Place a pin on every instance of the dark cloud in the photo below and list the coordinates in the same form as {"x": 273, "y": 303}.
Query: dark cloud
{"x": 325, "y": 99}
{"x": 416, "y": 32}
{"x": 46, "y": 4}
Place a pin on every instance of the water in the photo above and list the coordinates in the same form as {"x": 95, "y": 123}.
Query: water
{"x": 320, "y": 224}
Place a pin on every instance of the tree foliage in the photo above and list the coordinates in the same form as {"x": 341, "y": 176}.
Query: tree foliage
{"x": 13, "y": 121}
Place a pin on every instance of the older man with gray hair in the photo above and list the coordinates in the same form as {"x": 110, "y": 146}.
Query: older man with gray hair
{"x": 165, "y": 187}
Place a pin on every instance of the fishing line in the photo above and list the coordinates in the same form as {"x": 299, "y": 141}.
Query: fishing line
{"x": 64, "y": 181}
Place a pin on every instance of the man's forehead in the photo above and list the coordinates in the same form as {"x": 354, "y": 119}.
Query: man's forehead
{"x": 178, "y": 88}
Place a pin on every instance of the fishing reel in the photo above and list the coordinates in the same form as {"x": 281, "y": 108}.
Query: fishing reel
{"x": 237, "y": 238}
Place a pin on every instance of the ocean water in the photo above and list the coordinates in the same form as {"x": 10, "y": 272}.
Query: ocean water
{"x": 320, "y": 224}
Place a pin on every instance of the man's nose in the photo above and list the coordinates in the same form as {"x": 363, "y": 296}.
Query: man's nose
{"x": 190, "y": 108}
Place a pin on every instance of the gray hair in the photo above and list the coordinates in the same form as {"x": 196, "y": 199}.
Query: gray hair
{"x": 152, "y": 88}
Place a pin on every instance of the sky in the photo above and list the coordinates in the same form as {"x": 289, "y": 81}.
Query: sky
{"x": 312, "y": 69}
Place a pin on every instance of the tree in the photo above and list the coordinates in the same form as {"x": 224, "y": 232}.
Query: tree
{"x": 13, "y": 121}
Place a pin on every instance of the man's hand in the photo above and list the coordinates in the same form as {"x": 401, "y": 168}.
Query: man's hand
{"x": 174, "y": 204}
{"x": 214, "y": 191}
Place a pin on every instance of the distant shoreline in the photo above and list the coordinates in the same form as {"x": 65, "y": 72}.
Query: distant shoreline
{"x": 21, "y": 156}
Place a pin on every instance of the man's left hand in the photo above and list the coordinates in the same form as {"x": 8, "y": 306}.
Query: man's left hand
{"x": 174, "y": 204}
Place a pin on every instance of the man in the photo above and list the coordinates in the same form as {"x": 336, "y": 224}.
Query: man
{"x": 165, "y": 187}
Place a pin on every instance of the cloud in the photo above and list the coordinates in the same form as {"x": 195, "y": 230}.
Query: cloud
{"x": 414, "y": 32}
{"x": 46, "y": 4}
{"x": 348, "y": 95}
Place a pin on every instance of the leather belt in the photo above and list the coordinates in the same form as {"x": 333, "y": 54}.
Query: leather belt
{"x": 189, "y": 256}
☆ ☆ ☆ ☆
Goal of the exercise: Update the records from the line containing "Place a pin on every instance of the man's left" through the end of the records by replacing "leather belt" with "waist belt" and leaving everything else unchanged. Give only those lines.

Final answer:
Place a pin on every instance of the man's left hand in the photo above and list the coordinates in the same form as {"x": 8, "y": 306}.
Query: man's left hand
{"x": 174, "y": 204}
Place a pin on every instance of the man in the photo above and list the coordinates in the same form as {"x": 336, "y": 224}.
Query: man
{"x": 165, "y": 187}
Place a pin on every instance of the cloud in the photo above and list the coordinates in the same form as {"x": 195, "y": 230}.
Query: cloud
{"x": 414, "y": 32}
{"x": 46, "y": 4}
{"x": 348, "y": 95}
Place a pin on every instance of the waist belt in the photo above and list the coordinates in the same form as {"x": 333, "y": 54}.
Query: waist belt
{"x": 189, "y": 256}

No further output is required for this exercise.